◆ **EXERCISE**
The listing, minus its pictures, is to be given again exactly.

Segment Start: MATERIAL FOR THIS EXERCISE

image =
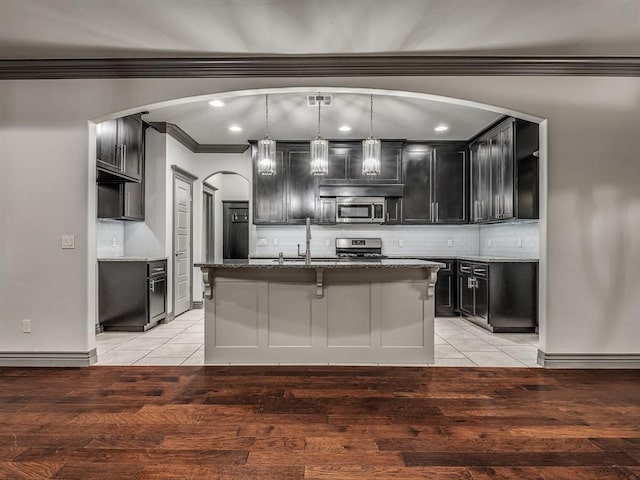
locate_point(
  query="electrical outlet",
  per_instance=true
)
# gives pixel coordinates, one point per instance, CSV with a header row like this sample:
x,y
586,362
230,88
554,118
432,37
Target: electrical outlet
x,y
68,241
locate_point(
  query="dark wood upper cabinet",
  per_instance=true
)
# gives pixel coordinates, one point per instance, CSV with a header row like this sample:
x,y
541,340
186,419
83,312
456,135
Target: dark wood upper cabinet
x,y
416,175
121,201
269,193
434,179
390,164
394,210
480,191
450,184
302,186
120,149
119,197
504,173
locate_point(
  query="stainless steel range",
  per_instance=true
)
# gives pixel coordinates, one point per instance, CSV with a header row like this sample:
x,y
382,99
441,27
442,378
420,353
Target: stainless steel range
x,y
359,248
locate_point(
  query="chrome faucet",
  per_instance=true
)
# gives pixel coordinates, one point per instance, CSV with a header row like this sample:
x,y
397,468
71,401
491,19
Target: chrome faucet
x,y
307,253
307,256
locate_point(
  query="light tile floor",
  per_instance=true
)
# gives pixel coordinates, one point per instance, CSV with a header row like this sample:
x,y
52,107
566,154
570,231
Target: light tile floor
x,y
458,343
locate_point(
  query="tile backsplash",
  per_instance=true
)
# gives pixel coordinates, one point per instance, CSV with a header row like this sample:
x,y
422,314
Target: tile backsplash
x,y
520,240
110,238
431,240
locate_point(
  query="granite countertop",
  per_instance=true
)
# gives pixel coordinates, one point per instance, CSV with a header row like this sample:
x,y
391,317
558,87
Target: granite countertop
x,y
130,259
326,263
475,258
471,258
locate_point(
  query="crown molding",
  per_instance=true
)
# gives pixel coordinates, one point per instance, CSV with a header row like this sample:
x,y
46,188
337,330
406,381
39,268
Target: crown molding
x,y
317,66
188,141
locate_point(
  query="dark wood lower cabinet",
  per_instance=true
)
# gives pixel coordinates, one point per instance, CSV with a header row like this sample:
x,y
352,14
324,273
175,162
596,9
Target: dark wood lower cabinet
x,y
499,296
446,289
132,295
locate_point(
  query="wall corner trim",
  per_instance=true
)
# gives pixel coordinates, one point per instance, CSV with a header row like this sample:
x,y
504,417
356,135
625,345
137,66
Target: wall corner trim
x,y
317,66
48,359
588,360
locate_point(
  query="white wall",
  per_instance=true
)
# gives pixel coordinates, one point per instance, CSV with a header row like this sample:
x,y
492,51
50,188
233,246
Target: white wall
x,y
110,238
592,219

Segment End: MATERIAL FOR THIS EXERCISE

◆ **ANSWER TO THIS PROBLEM**
image =
locate_point(
  query="electrical outlet",
  per_instance=true
)
# gives pixel coordinates, one point per instance, CSV with a header row like this sample:
x,y
586,362
230,88
554,118
432,37
Target: electrical outlet
x,y
68,241
locate_point(
  query="dark wood upper cabinet",
  per_instance=true
)
# gives pixel coordinates, one point per instance, CSV with a header row like this sample:
x,y
541,340
186,419
83,312
456,135
Target: dark wood upper cabinet
x,y
416,175
121,201
269,193
434,179
390,164
394,210
480,191
450,184
302,186
120,149
119,197
504,173
locate_point(
  query="stainless steel range",
  per_instance=true
)
# gives pixel coordinates, one point per instance, CSV with a header row like this sample:
x,y
382,99
441,27
442,378
420,353
Target: stainless steel range
x,y
359,248
locate_point(
  query="chrome faucet",
  per_instance=true
)
# gives pixel coordinates, one point per instance, CSV with a header row like this sample:
x,y
397,468
71,401
491,19
Target: chrome faucet
x,y
307,253
307,256
locate_point(
  query="light tile floor",
  per_instance=true
)
# gives pixel coordinates, one point per instance, CSV with a header row like this sample:
x,y
52,107
566,154
570,231
Target: light tile floor
x,y
458,343
locate_point(
  query="tile backsplash",
  per_instance=true
)
# gives pixel coordinates, one point per instance, CSV with a header row like this sample:
x,y
422,314
Target: tile backsplash
x,y
520,240
110,238
431,240
locate_point(
  query="granite countertop",
  per_instance=true
)
# gives pixel coordinates, one point per instance, CSV with a header row like this sample:
x,y
391,317
558,87
Target: granite countertop
x,y
130,259
326,263
475,258
471,258
locate_point(
  query="crown molding",
  per_instance=true
)
# gives pixel coordinates, one point per instance, CSV with a header row like this sample:
x,y
46,188
337,330
406,381
39,268
Target: crown molding
x,y
317,66
188,141
locate_point(
  query="dark wood lower cabinet",
  per_instance=true
)
# gives pixel coordinates, one point per instance, CSV with a header row like this sample:
x,y
352,14
324,273
175,162
596,9
Target: dark wood lower cabinet
x,y
499,296
446,289
132,295
locate_point(
  query="wall corner trim",
  per_instance=true
)
# gives pixel coordinates, one point per instance, CSV with a header row like this sample:
x,y
504,417
356,135
625,345
137,66
Target: wall corner trim
x,y
317,66
48,359
588,360
locate_point(
  query="white wall",
  per_instance=true
)
# gives pixel coordinates, one point per instance, CSV with a header row like this sample:
x,y
492,51
50,188
233,246
Target: white wall
x,y
110,238
592,219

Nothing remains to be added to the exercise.